- _INSTRUCTION_: Count the lines of the material below that contain the string "soccer". Reply with the number alone.
○ ○ ○
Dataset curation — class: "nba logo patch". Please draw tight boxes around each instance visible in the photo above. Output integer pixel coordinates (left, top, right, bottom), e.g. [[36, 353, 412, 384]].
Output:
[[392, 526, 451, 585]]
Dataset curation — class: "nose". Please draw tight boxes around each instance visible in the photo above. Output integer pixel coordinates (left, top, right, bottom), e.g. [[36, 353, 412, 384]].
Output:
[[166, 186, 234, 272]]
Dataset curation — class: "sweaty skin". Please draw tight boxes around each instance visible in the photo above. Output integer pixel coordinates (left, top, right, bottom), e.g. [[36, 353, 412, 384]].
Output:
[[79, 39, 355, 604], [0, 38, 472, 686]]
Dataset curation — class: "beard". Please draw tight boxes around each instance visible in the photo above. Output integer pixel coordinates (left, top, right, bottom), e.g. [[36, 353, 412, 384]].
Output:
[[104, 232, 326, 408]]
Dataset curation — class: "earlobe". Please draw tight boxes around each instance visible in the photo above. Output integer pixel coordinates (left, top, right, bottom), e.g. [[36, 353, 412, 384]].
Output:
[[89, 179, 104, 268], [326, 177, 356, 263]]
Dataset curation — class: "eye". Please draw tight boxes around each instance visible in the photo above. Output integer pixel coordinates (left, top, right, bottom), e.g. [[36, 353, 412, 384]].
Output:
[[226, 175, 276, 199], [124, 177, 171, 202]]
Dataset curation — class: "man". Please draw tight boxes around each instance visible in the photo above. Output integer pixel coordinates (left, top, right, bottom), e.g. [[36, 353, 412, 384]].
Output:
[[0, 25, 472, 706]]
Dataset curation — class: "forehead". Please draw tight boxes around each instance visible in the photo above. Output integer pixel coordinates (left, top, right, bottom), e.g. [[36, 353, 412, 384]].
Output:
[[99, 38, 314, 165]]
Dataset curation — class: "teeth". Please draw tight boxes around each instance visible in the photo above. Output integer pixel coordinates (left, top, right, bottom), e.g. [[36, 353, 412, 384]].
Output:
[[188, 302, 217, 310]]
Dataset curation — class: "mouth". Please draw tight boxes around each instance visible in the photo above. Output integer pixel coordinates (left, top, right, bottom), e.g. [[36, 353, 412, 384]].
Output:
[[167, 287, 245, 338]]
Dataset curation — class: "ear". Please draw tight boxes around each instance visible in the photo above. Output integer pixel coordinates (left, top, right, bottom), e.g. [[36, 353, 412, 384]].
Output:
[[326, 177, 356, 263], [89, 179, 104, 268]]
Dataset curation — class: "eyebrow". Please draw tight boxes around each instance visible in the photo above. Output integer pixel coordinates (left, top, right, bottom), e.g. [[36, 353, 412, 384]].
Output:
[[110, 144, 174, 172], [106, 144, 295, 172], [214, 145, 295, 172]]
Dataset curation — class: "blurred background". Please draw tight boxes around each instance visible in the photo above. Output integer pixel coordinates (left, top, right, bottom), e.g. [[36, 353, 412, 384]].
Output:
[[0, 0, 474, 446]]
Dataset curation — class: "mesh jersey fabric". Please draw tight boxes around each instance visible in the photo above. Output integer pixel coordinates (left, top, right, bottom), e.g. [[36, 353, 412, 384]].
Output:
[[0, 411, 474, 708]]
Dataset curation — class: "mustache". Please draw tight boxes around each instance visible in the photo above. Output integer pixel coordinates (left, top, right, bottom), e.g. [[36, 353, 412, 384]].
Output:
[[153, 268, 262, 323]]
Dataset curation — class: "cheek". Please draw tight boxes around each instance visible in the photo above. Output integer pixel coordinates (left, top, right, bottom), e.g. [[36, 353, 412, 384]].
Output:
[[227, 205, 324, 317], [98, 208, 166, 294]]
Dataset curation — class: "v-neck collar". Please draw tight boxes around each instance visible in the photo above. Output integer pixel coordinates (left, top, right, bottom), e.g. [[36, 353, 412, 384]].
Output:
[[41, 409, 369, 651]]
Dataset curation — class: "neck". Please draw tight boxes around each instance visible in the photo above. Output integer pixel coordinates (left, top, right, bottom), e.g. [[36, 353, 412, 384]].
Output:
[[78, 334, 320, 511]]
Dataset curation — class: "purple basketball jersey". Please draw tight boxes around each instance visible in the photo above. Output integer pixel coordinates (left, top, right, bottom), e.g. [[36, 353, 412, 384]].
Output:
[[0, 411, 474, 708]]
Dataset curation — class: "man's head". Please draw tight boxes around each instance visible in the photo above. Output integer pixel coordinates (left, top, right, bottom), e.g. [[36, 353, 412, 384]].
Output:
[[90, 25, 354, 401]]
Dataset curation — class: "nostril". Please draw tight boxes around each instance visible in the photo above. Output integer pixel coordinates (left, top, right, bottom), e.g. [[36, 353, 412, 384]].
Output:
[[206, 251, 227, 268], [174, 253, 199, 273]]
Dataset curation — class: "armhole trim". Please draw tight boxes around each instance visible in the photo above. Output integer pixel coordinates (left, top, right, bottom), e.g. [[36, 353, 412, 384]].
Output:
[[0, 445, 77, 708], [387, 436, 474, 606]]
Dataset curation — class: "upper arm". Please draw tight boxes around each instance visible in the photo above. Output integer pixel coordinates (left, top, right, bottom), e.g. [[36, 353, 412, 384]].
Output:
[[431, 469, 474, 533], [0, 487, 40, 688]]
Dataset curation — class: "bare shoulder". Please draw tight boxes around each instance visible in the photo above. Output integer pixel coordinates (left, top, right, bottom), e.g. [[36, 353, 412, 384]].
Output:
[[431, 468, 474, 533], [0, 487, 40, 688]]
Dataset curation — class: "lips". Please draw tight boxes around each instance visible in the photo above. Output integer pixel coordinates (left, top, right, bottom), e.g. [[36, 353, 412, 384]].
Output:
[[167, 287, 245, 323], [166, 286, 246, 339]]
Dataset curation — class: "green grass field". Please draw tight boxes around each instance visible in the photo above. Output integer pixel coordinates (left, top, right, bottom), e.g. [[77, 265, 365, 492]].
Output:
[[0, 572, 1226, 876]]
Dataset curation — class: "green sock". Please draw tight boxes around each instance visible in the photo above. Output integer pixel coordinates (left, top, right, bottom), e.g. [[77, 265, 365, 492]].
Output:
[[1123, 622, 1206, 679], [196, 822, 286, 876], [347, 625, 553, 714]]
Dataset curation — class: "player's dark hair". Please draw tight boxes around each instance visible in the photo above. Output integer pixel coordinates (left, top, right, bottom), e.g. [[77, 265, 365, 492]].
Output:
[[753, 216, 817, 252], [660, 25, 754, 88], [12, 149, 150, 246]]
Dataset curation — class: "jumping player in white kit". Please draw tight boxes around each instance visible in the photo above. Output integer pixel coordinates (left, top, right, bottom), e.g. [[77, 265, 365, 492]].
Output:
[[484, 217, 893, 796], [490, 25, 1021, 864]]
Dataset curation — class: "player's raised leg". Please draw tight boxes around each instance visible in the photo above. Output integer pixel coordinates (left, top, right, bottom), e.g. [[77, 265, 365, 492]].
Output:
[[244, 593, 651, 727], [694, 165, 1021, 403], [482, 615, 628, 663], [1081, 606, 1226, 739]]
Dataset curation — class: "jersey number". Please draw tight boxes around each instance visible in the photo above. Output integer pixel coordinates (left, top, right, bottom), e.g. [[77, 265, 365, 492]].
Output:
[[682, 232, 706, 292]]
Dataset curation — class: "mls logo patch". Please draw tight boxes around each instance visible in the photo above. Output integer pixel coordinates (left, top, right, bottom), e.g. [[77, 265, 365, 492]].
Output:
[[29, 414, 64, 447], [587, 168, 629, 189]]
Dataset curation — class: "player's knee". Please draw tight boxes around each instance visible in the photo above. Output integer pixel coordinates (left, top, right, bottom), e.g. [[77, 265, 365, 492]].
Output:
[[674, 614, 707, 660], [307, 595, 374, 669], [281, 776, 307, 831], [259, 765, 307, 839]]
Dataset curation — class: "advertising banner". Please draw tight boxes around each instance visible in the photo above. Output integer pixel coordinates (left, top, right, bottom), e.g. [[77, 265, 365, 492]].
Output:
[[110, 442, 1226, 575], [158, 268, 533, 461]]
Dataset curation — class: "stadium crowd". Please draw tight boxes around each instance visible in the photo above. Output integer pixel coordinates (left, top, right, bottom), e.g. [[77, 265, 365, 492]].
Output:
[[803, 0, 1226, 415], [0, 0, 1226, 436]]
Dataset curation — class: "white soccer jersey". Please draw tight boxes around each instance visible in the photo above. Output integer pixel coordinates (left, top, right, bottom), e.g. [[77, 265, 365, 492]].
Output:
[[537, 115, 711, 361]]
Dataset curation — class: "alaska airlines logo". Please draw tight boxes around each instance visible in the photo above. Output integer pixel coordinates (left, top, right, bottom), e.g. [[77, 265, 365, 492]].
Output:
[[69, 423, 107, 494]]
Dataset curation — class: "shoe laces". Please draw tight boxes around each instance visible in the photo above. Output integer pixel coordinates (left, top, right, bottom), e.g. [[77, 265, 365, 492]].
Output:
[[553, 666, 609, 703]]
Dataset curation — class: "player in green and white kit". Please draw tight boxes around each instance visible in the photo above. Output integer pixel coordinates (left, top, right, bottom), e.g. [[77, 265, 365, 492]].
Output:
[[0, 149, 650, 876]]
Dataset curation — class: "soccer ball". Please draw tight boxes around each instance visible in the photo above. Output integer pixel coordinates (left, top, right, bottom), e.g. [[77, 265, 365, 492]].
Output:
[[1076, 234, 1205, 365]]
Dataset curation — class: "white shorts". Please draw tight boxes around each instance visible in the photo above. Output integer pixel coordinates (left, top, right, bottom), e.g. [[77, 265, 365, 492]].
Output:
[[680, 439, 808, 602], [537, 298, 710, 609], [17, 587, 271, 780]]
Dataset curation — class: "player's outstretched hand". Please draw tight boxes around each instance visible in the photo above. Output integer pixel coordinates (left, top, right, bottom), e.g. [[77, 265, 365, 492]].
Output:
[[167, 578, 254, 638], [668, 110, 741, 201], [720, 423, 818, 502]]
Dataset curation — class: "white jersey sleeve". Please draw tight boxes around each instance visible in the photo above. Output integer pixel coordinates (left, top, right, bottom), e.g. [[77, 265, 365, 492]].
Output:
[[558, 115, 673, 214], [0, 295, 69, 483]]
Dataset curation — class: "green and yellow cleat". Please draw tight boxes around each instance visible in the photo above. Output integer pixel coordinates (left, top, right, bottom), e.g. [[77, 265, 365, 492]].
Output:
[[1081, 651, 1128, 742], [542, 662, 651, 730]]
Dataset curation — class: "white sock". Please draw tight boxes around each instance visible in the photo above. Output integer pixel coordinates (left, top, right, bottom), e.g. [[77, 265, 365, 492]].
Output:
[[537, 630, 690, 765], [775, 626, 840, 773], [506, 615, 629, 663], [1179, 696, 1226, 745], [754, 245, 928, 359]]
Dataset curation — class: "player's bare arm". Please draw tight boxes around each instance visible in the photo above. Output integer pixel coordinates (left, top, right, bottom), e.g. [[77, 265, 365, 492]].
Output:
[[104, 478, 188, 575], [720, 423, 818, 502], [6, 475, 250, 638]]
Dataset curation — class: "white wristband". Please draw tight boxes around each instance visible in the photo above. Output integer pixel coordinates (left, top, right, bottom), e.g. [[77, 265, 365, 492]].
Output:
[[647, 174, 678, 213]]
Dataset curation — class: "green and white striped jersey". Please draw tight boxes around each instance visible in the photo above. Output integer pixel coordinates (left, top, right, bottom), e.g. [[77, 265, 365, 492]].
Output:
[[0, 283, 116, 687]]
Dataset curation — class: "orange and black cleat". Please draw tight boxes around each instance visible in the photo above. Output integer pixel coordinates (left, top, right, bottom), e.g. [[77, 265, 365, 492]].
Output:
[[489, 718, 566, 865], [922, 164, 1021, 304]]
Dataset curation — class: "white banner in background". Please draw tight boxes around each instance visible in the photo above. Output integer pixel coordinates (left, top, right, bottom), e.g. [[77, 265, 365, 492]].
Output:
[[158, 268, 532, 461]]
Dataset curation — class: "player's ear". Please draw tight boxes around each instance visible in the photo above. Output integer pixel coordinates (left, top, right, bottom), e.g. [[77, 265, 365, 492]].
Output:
○ ○ ○
- _TASK SOLUTION_: 2